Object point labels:
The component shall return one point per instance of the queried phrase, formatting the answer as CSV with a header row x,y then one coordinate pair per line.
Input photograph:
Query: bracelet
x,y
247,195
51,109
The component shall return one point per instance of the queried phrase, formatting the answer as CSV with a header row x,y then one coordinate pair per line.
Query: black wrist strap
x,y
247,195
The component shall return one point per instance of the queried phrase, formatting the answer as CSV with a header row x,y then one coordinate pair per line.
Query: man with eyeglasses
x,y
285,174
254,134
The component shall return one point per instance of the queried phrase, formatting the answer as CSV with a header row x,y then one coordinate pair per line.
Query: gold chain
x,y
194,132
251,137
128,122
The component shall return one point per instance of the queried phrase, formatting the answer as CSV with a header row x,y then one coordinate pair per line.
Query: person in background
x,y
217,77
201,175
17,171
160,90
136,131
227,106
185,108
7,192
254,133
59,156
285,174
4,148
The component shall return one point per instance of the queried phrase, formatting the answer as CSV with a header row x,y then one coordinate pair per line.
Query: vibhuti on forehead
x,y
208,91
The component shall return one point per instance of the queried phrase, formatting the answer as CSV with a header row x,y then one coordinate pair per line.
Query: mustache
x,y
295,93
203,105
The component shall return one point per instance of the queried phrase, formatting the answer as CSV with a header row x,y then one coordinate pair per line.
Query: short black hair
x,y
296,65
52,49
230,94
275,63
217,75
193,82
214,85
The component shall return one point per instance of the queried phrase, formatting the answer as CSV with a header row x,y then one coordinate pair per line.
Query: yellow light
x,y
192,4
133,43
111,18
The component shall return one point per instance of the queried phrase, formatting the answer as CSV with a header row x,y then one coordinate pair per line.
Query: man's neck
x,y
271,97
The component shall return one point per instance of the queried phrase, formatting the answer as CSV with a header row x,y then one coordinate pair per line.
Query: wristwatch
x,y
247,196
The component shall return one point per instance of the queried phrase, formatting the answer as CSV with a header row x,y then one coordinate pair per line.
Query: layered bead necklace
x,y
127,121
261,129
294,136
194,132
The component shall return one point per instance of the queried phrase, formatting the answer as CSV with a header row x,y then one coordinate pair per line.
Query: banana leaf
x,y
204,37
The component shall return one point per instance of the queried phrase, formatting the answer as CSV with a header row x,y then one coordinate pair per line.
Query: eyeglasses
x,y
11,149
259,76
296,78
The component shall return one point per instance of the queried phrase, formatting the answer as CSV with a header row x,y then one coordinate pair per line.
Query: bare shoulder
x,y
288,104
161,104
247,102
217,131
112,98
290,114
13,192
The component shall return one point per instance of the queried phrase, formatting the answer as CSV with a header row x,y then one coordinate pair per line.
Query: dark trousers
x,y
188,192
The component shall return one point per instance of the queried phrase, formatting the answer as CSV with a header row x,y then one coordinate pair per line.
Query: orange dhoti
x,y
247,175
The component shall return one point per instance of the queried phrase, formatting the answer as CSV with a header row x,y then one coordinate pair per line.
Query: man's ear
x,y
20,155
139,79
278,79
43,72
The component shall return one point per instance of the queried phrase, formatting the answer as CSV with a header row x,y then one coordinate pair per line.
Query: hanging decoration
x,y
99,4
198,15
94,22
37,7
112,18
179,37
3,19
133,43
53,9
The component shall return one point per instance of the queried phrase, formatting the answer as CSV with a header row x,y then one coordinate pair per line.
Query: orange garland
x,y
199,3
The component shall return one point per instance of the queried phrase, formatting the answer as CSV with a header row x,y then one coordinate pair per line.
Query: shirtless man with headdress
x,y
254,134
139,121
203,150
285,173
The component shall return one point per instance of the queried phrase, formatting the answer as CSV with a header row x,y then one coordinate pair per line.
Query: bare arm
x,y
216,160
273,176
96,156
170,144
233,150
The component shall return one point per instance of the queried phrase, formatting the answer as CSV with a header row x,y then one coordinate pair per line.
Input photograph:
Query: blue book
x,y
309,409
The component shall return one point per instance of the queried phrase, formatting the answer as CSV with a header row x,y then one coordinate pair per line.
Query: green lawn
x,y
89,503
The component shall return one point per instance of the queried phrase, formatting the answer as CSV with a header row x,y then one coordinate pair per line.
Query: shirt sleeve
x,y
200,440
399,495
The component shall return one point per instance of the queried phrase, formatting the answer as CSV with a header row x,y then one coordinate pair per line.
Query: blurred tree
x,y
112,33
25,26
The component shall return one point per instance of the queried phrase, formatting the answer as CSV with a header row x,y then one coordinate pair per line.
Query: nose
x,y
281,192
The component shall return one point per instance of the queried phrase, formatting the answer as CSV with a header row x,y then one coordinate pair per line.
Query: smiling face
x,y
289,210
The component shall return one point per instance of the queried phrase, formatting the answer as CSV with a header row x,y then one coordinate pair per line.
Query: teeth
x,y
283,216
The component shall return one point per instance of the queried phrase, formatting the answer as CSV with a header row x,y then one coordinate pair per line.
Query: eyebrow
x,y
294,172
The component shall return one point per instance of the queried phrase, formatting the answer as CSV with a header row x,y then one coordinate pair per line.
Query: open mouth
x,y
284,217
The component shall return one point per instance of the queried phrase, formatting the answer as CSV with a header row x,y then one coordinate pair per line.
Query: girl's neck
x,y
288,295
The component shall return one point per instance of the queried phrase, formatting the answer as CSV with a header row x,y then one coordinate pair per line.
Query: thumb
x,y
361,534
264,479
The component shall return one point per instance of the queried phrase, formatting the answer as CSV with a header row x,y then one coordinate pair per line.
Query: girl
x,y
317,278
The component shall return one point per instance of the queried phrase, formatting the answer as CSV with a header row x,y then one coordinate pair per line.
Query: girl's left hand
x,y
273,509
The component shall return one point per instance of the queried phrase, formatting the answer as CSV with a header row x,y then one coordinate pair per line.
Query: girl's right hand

Requirements :: Count how many lines in the rows above contain the string "eyeglasses", and reply with only that number.

Task solution :: 2